Source records:
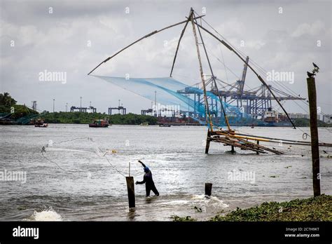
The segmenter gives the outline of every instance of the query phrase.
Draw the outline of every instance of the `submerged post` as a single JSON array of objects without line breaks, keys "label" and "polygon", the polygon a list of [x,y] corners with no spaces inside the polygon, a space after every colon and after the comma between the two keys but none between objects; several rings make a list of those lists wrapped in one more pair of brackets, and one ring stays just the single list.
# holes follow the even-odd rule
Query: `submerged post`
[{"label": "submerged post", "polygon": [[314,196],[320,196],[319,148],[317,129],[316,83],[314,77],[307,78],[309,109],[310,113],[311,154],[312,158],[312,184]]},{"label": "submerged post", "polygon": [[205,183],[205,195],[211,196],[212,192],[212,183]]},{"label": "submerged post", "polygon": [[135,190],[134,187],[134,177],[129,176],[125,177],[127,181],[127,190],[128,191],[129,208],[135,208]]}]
---
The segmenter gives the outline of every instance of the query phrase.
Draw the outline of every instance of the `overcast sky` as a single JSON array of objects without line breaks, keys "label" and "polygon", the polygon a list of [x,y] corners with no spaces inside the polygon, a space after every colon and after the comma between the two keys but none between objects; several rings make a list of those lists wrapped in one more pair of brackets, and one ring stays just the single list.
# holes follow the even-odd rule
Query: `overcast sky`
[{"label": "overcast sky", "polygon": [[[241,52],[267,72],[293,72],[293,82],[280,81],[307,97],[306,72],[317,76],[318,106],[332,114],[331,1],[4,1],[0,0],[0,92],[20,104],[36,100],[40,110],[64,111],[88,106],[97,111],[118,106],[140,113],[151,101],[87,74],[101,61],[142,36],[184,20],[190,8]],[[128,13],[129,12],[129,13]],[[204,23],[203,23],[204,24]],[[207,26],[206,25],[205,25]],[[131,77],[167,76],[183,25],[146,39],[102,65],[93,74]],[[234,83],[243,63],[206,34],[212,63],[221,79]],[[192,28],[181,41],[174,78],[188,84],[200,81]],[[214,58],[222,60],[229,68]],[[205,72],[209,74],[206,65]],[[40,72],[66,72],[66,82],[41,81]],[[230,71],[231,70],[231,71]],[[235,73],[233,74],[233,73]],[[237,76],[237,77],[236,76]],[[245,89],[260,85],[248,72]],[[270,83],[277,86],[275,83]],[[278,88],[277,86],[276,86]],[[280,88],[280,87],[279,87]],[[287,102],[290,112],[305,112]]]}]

• **TASK BRIEF**
Select each line of the listing that contains the word "breaks" and copy those lines unchanged.

• **SOLUTION TO THIS EXERCISE**
Draw the outline of every instance of the `submerged post` as a single JSON array of objects without line breaks, keys "label" and "polygon", the polygon a list of [x,y] corners with no spaces inside the polygon, a space after every colon and after the comma between the two keys but none between objects; several rings make a list of those lists wrapped in one more pair of brackets, and one ring stays just the single list.
Draw the outline of every instance of the `overcast sky` as a single JSON array of objects without line breaks, keys "label" and "polygon", the polygon a list of [x,y] corners with no spaces inside the polygon, a space after every colon and after the comma between the two keys but none between objects; several rings make a list of those lists wrapped in one more pair of brackets, and one ring stays just the single list.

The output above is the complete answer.